**RECORDS PROVIDED:**
= = = =

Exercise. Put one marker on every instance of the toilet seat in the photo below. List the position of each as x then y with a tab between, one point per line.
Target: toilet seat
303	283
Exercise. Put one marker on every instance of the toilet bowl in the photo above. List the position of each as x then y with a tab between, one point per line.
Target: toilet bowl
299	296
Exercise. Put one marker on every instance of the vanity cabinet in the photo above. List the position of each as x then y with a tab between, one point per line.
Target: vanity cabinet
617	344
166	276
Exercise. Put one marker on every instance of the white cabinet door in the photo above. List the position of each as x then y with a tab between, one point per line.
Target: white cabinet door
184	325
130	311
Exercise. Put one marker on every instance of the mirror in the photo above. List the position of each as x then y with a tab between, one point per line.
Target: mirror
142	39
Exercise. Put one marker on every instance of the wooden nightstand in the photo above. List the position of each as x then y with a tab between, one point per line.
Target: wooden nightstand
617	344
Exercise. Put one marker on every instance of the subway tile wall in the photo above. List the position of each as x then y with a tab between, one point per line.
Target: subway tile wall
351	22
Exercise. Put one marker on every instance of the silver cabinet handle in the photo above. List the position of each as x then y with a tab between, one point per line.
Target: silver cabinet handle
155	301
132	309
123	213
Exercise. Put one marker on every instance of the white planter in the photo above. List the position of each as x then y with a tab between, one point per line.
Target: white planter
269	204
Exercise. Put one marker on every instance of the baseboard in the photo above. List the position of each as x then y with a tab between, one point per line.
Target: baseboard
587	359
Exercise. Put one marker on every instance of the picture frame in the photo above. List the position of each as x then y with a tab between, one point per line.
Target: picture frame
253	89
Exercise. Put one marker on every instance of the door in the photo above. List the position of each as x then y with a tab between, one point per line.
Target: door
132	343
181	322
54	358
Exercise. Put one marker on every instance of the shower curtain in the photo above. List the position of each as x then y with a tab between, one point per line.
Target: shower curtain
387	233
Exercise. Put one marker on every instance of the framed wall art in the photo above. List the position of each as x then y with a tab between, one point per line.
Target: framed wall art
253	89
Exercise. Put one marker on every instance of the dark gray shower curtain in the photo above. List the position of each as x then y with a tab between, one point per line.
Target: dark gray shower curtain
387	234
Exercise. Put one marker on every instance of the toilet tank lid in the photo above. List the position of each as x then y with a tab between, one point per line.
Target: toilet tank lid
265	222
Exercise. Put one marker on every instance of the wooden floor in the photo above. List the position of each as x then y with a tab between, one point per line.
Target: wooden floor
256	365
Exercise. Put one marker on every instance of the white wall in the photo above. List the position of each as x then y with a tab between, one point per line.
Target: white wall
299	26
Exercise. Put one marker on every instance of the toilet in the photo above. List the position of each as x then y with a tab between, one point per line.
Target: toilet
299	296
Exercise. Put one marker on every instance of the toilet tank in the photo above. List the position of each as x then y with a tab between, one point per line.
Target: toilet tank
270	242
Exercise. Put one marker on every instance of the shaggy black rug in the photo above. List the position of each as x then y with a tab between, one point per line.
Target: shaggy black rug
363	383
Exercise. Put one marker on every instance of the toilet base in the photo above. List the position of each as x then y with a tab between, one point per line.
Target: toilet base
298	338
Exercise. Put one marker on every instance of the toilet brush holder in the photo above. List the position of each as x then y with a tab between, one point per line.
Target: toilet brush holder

= = = =

**TASK STATEMENT:** Pick out all lines from the data above in which the word "brush" appears.

**RESULT FOR THIS TASK:**
Exercise. Put one marker on every instance of the toilet brush holder in the photo above. List the position of each as x then y with a tab between, one point per line.
Target: toilet brush holder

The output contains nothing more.